**Given data**:
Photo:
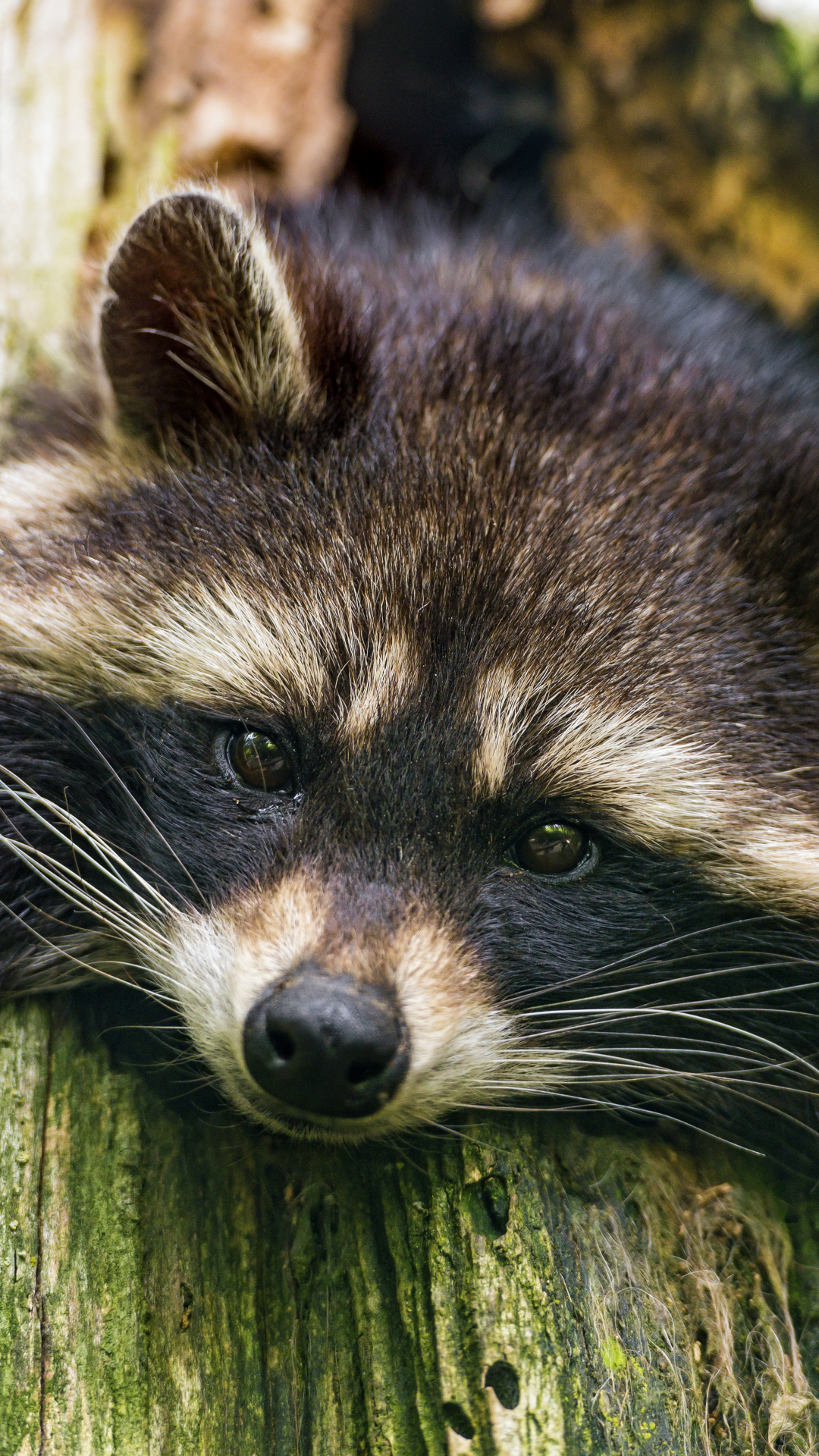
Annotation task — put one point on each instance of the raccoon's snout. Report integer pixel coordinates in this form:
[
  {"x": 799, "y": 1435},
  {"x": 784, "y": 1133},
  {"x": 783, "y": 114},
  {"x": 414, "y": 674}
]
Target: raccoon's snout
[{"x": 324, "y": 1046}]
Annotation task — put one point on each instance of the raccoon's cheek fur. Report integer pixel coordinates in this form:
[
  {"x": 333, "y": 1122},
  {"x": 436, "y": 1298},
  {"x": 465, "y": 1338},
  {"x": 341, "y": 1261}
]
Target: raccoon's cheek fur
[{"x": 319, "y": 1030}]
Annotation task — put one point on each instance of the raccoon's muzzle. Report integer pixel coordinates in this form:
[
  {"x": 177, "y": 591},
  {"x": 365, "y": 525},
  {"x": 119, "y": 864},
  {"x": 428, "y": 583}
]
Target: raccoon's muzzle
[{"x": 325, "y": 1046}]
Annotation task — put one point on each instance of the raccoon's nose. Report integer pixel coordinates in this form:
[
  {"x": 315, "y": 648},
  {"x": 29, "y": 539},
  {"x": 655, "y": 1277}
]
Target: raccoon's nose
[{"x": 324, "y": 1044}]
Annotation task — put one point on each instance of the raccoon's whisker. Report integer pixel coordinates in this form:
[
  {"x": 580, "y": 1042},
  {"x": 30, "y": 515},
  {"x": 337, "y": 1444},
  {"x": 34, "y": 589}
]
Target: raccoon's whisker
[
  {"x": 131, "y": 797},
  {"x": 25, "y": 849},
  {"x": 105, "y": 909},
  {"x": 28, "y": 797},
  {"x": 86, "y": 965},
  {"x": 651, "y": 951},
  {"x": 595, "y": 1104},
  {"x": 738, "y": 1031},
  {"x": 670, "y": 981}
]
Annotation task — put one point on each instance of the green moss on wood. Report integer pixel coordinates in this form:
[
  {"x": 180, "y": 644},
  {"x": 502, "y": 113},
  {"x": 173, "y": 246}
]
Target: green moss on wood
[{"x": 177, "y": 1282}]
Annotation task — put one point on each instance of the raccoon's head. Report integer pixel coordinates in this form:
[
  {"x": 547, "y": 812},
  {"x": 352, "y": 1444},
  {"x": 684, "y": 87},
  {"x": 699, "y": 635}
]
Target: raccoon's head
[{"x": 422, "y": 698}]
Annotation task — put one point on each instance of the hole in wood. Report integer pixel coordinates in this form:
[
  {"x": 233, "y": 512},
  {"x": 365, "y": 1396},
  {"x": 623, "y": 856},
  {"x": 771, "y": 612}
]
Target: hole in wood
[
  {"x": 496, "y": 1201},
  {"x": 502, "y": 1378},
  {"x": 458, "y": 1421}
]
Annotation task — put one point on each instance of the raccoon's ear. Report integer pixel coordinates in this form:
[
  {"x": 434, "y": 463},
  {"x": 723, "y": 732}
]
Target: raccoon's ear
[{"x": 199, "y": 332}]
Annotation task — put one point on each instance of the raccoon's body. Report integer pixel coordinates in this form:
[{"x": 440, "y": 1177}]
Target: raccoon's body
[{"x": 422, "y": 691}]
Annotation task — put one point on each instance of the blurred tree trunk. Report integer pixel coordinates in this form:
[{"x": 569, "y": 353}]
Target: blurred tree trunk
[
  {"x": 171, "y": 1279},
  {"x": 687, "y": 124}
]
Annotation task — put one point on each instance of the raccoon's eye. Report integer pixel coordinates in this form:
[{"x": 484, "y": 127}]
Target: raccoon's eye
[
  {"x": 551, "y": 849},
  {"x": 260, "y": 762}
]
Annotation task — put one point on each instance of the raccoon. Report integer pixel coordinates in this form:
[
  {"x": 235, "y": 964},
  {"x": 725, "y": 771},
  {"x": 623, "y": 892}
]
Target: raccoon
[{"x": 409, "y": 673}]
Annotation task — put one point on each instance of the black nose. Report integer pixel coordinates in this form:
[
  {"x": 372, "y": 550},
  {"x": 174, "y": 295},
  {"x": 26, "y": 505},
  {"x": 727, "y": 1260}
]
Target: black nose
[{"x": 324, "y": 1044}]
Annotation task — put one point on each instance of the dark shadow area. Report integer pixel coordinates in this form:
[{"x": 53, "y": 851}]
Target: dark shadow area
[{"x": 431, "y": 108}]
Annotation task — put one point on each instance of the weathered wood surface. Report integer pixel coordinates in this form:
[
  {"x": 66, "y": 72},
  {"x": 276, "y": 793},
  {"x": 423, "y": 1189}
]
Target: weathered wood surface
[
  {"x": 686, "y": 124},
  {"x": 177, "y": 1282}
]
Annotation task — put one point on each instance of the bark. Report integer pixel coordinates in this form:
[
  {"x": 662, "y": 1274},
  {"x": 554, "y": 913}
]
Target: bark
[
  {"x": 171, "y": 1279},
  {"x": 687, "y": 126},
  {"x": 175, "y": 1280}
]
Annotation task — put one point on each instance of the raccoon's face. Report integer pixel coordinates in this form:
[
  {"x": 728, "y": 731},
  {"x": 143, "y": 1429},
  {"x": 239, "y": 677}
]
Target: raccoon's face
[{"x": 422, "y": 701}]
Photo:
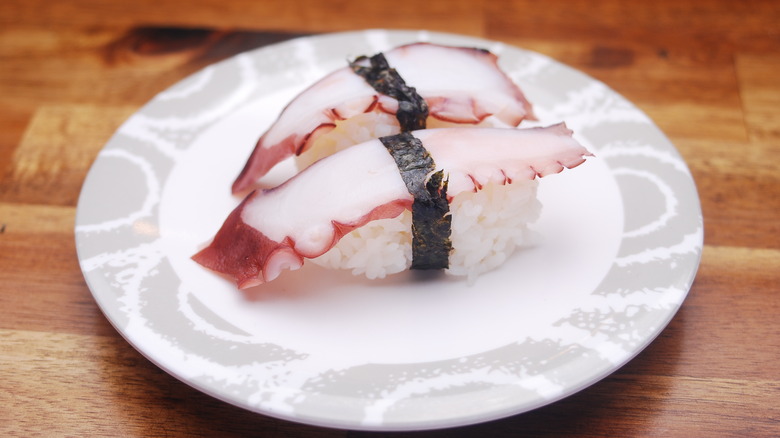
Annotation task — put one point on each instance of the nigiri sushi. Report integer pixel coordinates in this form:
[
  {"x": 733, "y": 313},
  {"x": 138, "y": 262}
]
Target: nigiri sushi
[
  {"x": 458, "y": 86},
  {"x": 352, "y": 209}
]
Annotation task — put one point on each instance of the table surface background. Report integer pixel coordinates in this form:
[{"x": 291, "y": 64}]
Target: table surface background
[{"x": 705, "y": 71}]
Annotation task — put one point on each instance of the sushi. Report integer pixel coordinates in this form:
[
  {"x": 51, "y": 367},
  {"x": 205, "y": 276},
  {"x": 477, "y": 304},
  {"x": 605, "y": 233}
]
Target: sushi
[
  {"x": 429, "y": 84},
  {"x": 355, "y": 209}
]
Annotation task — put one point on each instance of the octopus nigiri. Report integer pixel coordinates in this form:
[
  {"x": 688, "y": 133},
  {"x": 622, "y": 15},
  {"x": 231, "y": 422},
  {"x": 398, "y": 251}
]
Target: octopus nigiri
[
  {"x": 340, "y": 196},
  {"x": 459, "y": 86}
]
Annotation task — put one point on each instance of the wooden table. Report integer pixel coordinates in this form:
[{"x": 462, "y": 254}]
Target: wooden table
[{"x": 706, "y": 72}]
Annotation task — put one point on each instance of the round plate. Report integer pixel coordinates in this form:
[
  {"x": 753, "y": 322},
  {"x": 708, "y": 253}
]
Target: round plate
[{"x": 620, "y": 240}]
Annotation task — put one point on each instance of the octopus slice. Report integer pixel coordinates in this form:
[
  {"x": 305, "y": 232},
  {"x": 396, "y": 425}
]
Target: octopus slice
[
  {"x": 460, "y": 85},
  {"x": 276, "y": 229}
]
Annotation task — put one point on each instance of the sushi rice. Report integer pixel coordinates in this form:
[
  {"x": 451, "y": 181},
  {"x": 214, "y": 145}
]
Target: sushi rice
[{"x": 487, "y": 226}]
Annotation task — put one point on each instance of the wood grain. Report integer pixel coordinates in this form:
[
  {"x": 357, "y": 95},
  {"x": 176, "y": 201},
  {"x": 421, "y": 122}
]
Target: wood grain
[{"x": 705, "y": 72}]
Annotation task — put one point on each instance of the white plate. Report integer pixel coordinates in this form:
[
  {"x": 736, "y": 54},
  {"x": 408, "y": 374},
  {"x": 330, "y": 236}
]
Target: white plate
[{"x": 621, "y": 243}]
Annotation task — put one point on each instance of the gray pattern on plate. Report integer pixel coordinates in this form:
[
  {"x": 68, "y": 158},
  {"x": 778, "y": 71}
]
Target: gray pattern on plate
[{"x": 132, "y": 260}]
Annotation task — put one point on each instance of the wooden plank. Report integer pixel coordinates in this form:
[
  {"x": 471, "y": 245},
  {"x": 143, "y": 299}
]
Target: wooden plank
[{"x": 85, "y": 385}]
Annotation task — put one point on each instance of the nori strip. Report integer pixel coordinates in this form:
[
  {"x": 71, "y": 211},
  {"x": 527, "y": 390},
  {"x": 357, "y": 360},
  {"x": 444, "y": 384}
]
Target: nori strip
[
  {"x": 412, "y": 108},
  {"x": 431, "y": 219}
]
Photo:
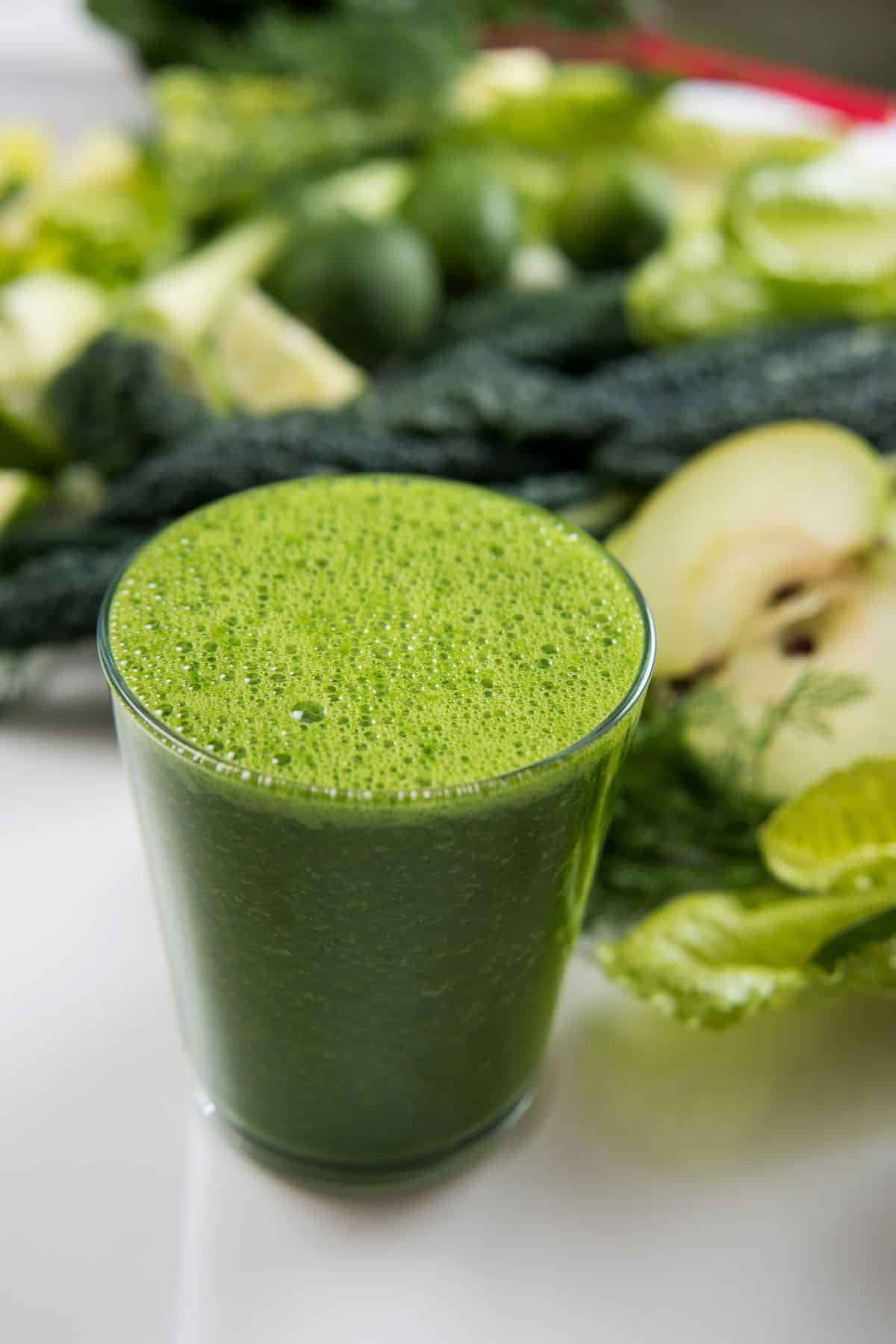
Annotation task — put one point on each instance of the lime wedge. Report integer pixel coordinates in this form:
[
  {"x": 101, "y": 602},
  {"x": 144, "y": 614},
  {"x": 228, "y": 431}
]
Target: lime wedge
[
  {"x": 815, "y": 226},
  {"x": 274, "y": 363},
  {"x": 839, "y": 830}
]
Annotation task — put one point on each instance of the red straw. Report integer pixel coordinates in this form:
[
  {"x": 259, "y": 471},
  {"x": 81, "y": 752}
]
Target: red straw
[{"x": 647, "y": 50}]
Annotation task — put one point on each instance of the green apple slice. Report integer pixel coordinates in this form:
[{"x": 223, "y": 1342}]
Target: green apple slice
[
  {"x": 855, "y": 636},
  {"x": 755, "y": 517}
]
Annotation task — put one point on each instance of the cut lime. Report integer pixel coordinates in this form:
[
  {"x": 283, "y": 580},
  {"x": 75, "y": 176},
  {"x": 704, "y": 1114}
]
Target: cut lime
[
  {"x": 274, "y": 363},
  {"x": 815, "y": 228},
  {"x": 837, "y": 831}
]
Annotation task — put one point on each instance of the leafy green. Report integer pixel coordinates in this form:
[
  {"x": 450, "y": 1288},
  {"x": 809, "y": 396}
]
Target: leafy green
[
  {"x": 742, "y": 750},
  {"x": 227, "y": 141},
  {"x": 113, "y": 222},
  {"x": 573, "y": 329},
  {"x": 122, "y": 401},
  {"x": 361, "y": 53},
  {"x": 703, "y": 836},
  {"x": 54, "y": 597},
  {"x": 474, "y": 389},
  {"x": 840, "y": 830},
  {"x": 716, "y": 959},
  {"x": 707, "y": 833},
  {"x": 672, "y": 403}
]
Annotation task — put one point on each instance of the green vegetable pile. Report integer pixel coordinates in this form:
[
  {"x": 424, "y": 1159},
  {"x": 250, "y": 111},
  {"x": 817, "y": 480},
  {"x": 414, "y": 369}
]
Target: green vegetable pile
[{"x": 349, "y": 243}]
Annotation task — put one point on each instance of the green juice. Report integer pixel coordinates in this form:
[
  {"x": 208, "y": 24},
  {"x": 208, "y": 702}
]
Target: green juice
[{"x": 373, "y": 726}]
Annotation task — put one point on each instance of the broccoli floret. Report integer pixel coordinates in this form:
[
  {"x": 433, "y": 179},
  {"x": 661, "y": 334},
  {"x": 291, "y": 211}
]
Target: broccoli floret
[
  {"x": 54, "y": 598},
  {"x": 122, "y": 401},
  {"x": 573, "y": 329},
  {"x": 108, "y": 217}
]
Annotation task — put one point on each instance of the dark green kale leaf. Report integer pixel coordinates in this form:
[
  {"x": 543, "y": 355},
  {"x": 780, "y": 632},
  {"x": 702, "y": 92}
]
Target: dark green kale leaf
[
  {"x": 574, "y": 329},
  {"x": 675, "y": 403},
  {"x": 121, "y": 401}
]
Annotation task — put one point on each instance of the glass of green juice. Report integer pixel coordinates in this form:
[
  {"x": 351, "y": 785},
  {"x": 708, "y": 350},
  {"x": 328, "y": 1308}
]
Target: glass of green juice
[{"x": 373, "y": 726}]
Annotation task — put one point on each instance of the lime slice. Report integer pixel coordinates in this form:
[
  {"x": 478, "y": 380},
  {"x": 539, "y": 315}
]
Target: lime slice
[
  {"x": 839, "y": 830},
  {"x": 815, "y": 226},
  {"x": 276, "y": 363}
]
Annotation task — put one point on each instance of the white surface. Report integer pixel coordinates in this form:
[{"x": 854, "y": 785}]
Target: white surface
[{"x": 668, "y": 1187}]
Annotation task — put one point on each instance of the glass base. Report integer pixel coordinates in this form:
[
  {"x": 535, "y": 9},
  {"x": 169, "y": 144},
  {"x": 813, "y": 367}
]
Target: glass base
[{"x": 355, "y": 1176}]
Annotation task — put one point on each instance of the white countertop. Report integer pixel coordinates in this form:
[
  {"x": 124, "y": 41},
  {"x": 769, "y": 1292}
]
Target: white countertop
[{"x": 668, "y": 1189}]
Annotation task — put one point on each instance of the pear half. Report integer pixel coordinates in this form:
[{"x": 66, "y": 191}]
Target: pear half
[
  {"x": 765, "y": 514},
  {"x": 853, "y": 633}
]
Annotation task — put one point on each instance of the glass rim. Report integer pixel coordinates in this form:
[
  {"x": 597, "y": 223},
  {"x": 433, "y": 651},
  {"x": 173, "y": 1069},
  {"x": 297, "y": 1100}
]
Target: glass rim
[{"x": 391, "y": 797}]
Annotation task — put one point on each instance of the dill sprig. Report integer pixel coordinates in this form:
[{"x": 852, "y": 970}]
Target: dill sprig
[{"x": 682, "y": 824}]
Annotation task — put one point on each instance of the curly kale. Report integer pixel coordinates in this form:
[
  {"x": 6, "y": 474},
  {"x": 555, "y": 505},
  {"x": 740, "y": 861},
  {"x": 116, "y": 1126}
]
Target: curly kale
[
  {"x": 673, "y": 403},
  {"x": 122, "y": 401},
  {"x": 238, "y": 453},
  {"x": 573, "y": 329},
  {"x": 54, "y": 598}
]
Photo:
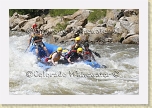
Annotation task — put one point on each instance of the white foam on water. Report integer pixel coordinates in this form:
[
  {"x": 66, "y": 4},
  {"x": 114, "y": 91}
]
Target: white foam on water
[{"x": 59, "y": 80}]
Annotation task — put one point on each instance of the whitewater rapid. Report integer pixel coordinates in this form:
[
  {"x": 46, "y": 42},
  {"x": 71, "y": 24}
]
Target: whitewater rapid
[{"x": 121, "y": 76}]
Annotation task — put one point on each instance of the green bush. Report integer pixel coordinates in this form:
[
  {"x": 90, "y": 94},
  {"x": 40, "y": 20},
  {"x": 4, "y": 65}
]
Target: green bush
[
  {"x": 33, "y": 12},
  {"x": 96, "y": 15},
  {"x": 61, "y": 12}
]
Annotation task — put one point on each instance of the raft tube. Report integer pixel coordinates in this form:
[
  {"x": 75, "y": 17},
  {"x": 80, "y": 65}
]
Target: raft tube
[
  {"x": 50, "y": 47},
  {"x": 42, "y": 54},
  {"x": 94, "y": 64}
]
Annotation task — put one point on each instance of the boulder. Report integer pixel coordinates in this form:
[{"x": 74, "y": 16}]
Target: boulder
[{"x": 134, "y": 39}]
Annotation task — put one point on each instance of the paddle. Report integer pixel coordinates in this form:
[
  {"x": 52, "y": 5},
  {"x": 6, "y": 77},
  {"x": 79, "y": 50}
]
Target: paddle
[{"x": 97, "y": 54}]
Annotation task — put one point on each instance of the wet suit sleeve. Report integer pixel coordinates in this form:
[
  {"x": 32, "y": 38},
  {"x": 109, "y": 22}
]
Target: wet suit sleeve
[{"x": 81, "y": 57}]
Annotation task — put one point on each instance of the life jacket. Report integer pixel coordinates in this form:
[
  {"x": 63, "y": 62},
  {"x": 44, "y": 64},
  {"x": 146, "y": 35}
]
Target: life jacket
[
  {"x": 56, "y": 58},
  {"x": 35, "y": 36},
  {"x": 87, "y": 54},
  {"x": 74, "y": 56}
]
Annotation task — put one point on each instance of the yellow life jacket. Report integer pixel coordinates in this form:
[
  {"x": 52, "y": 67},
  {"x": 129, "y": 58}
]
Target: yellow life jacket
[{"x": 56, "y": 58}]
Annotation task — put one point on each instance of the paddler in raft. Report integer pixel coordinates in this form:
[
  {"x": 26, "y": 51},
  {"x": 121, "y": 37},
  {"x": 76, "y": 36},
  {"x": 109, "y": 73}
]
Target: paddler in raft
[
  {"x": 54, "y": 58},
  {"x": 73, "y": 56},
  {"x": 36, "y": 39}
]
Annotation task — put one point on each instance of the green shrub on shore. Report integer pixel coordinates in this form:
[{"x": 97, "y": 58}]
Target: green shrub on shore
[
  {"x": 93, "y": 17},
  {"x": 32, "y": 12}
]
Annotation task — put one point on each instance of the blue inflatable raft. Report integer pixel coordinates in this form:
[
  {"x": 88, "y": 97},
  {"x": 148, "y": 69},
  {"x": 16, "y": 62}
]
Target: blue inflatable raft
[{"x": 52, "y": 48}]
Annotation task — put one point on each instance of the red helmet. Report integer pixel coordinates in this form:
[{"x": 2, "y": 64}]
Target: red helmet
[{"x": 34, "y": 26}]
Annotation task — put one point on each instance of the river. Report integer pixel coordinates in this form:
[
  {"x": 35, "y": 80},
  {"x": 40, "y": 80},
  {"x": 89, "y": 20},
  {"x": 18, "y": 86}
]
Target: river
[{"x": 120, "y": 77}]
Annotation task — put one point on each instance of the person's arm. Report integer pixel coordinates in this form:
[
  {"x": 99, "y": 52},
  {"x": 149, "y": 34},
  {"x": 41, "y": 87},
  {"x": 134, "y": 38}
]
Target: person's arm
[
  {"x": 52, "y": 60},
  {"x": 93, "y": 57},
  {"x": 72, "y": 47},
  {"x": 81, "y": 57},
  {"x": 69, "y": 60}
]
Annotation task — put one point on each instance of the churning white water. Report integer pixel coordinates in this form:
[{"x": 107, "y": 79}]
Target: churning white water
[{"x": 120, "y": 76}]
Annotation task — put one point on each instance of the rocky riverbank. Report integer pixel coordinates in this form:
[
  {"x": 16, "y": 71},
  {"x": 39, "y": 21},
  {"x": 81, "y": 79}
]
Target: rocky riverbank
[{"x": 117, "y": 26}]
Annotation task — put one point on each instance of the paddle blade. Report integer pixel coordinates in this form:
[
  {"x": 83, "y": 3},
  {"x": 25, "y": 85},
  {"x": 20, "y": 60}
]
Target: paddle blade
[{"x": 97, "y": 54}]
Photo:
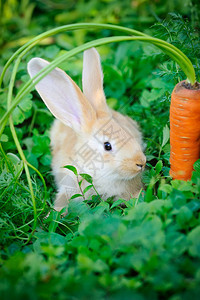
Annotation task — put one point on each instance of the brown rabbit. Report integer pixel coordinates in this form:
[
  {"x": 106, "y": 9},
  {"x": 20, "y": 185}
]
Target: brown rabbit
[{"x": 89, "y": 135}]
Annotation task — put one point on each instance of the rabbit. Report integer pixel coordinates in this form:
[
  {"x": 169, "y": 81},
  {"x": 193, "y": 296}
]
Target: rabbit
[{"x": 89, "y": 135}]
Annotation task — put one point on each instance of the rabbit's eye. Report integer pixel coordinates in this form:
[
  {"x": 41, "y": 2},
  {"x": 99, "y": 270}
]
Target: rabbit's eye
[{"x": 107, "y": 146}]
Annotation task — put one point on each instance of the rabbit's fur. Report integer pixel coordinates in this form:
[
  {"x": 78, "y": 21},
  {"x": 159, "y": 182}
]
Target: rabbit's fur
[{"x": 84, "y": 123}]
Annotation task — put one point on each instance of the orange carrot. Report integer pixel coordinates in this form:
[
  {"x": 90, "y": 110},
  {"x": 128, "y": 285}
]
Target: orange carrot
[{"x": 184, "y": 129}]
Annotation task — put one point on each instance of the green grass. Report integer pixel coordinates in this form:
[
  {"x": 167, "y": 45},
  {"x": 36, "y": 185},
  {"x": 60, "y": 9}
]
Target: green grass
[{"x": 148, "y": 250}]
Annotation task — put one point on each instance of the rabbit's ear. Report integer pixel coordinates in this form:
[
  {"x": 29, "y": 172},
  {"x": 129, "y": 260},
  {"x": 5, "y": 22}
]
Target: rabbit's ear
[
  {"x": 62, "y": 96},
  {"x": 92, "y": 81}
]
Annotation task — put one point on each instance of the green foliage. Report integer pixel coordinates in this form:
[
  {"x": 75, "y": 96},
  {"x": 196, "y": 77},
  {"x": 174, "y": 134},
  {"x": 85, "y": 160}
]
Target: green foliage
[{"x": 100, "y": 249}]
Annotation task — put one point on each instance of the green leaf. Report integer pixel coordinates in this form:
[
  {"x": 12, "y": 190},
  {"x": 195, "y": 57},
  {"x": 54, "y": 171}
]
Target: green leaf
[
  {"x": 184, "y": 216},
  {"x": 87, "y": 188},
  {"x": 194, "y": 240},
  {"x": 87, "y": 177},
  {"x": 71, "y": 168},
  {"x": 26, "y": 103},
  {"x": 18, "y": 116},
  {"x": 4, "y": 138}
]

**Problem statement**: Take the line in which "the rabbit's ear." occurs and each subsequent line through the end; give these lines again without alteration.

**Answer to the exercise**:
Annotation task — put one point on each instance of the rabbit's ear. Report integer pixel coordinates in this form:
[
  {"x": 29, "y": 172},
  {"x": 129, "y": 260},
  {"x": 5, "y": 22}
]
Target: rabbit's ear
[
  {"x": 62, "y": 96},
  {"x": 92, "y": 81}
]
Annotation task — put one point on each instance of the green foliage. Report integer pixel coordinates in this form:
[
  {"x": 75, "y": 96},
  {"x": 196, "y": 77},
  {"x": 174, "y": 134},
  {"x": 85, "y": 160}
]
Target: green foliage
[{"x": 100, "y": 249}]
Annotation task — put one point on each instance of the green leaf. Report integer pixel coordinates in this form:
[
  {"x": 12, "y": 190},
  {"x": 195, "y": 57},
  {"x": 54, "y": 171}
]
Target: green leaf
[
  {"x": 184, "y": 216},
  {"x": 87, "y": 188},
  {"x": 194, "y": 240},
  {"x": 87, "y": 177},
  {"x": 71, "y": 168},
  {"x": 26, "y": 103},
  {"x": 18, "y": 116},
  {"x": 4, "y": 138}
]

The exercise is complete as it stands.